[DIRECTIONS FOR THIS TASK]:
Output, please, every line from the line that holds "white blouse, the" to the end, exactly as written.

** Start **

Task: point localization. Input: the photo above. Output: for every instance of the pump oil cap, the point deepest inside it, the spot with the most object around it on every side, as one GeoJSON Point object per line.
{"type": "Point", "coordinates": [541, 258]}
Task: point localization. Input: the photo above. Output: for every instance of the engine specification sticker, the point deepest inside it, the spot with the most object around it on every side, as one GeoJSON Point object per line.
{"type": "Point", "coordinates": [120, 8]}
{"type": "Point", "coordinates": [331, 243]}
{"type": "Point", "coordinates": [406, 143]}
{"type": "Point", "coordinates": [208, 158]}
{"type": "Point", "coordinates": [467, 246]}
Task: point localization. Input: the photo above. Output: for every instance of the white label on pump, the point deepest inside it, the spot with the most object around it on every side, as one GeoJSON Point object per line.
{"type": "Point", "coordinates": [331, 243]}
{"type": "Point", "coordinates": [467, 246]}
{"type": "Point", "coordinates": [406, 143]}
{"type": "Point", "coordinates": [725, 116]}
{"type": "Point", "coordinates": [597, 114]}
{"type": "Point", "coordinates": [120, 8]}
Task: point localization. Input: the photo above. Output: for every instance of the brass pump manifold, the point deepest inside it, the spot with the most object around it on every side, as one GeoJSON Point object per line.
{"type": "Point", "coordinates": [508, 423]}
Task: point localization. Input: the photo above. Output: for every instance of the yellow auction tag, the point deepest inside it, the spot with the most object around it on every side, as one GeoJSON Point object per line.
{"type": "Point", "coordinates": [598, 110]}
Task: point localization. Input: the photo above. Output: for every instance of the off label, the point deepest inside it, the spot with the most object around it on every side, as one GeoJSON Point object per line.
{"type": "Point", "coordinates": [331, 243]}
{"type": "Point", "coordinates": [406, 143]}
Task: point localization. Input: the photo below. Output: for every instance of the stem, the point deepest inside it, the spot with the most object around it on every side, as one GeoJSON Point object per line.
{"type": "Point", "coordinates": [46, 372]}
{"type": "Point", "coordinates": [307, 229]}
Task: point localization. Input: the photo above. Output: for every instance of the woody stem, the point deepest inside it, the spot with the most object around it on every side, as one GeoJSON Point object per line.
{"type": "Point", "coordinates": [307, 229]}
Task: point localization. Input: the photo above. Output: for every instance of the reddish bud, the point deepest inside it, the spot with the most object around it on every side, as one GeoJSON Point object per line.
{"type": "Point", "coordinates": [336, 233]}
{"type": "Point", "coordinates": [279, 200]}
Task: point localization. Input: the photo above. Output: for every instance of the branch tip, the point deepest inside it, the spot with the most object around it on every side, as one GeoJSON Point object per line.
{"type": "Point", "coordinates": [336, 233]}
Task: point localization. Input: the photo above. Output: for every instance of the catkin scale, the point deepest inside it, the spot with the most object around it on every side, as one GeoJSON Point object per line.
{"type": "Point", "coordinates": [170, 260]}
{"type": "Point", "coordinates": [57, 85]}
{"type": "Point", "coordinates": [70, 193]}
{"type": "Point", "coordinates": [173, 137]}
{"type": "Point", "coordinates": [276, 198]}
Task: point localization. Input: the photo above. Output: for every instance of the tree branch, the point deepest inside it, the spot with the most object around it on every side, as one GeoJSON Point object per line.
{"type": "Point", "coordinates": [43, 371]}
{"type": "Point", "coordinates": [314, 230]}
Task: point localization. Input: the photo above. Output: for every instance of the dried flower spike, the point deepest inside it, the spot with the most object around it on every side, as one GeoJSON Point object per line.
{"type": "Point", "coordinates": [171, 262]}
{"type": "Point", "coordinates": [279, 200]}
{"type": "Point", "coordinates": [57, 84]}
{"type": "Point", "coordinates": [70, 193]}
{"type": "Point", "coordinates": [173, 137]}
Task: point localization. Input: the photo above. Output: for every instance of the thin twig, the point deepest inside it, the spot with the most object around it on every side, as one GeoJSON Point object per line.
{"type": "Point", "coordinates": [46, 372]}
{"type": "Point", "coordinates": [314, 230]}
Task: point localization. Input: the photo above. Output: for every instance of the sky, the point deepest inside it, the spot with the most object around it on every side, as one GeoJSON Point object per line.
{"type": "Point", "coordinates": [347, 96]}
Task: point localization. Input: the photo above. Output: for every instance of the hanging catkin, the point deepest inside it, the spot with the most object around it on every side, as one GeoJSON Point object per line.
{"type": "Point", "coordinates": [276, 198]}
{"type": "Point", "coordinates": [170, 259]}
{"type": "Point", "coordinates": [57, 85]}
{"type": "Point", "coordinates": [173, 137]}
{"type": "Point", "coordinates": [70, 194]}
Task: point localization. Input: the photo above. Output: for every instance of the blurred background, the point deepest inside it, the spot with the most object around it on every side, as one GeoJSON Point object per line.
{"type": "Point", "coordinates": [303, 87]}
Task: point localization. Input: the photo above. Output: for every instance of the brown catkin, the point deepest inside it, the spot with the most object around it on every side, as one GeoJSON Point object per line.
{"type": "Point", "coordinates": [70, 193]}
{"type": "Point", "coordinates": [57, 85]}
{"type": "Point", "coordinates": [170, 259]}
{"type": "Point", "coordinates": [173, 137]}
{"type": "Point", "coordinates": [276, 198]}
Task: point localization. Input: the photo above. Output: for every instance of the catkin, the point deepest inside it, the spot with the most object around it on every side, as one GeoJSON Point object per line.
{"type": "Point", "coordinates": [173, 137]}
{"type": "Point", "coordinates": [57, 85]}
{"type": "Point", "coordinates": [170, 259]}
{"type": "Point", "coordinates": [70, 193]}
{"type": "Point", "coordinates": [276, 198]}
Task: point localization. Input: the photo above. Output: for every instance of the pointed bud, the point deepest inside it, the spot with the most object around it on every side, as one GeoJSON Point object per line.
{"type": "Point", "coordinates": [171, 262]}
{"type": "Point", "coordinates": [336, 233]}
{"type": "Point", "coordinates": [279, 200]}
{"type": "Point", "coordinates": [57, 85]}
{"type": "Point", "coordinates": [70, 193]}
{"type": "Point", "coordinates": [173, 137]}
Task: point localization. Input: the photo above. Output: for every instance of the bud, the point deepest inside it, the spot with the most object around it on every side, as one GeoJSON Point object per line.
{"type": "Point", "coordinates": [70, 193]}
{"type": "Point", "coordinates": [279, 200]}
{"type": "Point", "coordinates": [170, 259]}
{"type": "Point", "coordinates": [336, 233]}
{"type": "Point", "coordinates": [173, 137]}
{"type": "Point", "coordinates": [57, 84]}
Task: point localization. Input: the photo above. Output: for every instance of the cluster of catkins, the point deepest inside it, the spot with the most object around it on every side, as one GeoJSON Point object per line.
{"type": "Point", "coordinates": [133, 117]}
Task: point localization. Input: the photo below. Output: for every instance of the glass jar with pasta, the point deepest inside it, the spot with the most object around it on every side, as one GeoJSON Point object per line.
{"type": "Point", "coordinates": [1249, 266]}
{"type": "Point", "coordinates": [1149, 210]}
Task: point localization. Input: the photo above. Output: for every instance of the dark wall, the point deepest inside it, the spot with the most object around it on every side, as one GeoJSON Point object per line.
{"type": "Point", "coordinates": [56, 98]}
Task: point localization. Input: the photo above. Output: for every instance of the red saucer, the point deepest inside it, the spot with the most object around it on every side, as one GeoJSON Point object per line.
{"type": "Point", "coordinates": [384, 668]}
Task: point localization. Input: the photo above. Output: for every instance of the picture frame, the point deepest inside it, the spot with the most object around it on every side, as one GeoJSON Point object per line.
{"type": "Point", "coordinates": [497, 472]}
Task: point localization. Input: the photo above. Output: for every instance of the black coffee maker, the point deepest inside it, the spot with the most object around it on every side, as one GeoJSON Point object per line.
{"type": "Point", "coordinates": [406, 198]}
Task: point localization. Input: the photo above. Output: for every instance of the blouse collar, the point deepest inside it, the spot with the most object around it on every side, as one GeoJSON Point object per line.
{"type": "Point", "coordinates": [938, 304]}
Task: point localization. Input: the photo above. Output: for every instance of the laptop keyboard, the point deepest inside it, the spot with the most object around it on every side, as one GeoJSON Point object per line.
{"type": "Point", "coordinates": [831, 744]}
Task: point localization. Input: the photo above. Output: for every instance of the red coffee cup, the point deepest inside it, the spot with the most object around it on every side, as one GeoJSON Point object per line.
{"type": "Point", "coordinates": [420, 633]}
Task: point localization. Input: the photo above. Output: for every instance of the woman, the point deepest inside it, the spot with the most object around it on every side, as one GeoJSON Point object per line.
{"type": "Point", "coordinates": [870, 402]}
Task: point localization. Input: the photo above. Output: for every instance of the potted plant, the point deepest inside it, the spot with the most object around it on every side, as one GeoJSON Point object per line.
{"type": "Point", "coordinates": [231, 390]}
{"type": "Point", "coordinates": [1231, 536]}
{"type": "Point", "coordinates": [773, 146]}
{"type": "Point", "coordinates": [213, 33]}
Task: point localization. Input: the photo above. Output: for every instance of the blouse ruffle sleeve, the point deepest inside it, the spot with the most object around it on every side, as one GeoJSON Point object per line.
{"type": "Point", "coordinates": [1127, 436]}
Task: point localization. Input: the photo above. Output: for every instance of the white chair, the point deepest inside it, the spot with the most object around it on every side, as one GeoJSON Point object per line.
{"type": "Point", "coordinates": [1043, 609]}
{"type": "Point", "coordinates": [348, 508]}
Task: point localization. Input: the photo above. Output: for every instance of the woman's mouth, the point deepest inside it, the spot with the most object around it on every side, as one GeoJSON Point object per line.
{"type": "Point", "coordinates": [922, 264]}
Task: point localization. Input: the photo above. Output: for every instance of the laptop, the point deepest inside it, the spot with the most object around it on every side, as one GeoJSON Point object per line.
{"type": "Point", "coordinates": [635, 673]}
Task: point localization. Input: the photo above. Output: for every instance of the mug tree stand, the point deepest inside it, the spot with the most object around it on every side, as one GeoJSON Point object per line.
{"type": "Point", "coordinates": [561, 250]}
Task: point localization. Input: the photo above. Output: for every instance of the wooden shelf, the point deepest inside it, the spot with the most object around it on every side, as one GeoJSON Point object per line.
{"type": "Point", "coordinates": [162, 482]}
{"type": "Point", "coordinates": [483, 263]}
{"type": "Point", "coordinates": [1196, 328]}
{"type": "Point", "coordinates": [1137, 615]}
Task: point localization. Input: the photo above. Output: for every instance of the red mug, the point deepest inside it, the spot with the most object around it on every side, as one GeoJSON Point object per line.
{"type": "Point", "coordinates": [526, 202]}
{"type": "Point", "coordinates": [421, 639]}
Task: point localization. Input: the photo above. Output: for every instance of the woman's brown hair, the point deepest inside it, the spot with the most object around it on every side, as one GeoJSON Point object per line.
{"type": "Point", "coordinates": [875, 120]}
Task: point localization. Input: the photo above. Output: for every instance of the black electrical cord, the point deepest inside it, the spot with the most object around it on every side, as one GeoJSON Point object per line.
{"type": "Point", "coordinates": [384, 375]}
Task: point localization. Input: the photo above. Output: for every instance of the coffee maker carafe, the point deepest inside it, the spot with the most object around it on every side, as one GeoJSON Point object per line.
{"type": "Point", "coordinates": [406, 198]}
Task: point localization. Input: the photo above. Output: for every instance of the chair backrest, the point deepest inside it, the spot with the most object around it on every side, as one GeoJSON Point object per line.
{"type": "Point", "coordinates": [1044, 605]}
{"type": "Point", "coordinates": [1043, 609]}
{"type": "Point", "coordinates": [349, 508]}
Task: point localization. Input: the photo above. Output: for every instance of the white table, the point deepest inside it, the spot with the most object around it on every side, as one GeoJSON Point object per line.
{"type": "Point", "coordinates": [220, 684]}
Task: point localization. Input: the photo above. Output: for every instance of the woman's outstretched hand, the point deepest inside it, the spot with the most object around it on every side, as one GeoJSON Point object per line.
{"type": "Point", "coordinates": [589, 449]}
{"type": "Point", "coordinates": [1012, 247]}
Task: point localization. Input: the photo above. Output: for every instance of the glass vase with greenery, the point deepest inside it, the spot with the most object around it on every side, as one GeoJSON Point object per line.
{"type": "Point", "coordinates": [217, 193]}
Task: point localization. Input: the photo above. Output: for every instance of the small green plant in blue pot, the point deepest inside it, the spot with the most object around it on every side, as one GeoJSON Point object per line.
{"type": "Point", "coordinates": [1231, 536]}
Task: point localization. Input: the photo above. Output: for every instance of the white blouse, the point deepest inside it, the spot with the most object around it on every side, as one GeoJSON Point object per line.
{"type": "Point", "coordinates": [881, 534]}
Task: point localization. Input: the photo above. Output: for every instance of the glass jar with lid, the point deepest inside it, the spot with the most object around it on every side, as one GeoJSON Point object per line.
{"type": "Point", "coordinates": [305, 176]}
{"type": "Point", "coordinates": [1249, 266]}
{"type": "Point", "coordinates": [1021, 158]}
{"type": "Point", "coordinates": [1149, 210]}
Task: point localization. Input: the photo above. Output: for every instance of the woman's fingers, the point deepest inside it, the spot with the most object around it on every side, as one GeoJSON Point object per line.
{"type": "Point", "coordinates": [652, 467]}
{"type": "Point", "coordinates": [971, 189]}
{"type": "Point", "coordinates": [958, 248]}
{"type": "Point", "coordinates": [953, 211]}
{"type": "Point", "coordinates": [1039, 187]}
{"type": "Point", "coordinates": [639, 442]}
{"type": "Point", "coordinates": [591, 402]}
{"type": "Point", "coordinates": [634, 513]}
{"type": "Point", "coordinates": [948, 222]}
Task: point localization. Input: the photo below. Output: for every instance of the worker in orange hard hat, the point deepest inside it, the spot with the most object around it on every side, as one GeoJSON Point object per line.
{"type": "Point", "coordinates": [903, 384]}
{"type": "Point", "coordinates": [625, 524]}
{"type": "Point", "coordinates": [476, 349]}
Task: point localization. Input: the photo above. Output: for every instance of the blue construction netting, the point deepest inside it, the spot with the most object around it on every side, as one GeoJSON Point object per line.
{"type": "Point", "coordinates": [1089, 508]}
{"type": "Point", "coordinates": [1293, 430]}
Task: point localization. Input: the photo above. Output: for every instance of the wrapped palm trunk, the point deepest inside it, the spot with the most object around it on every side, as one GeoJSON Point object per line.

** End **

[TASK OUTPUT]:
Task: point localization. Input: the photo above. Output: for every instance of the white blouse, the point deepest inside it, the spot with the most object around it on every side, as one GeoJSON Point object per line.
{"type": "Point", "coordinates": [881, 534]}
Task: point localization. Input: the photo above. Output: for every instance of the glass jar with lid, the point deepest inside it, the spot with the most object around it on every side, as one GeoJSON Point object per line.
{"type": "Point", "coordinates": [305, 176]}
{"type": "Point", "coordinates": [1249, 266]}
{"type": "Point", "coordinates": [1021, 158]}
{"type": "Point", "coordinates": [1149, 210]}
Task: point localization. Input: the photo above. Output: for every instance of the woman's fingers, the point deepest inside it, the spot with the most object around it on every side, as one GeoJSON Point object per line.
{"type": "Point", "coordinates": [652, 467]}
{"type": "Point", "coordinates": [971, 189]}
{"type": "Point", "coordinates": [958, 248]}
{"type": "Point", "coordinates": [953, 211]}
{"type": "Point", "coordinates": [1039, 187]}
{"type": "Point", "coordinates": [639, 442]}
{"type": "Point", "coordinates": [591, 402]}
{"type": "Point", "coordinates": [634, 513]}
{"type": "Point", "coordinates": [948, 222]}
Task: point localization. Input: the photo below. Output: for every instance of the worker in orange hard hat, the point deepest inside it, the spot with the most object around it on every side, as one GeoJSON Point object per line.
{"type": "Point", "coordinates": [903, 384]}
{"type": "Point", "coordinates": [625, 524]}
{"type": "Point", "coordinates": [476, 349]}
Task: point localization. Input: the photo above. Output: for every instance of the blue construction netting, the point deepest inside it, the spot with the most object around it on every side, as one GeoJSON Point object per line.
{"type": "Point", "coordinates": [1089, 508]}
{"type": "Point", "coordinates": [1293, 430]}
Task: point localization. Input: the photo above. Output: for every instance of the wrapped palm trunk, the point deepest inside it, the spot with the most object around it on every side, as one GeoJSON Point object per line.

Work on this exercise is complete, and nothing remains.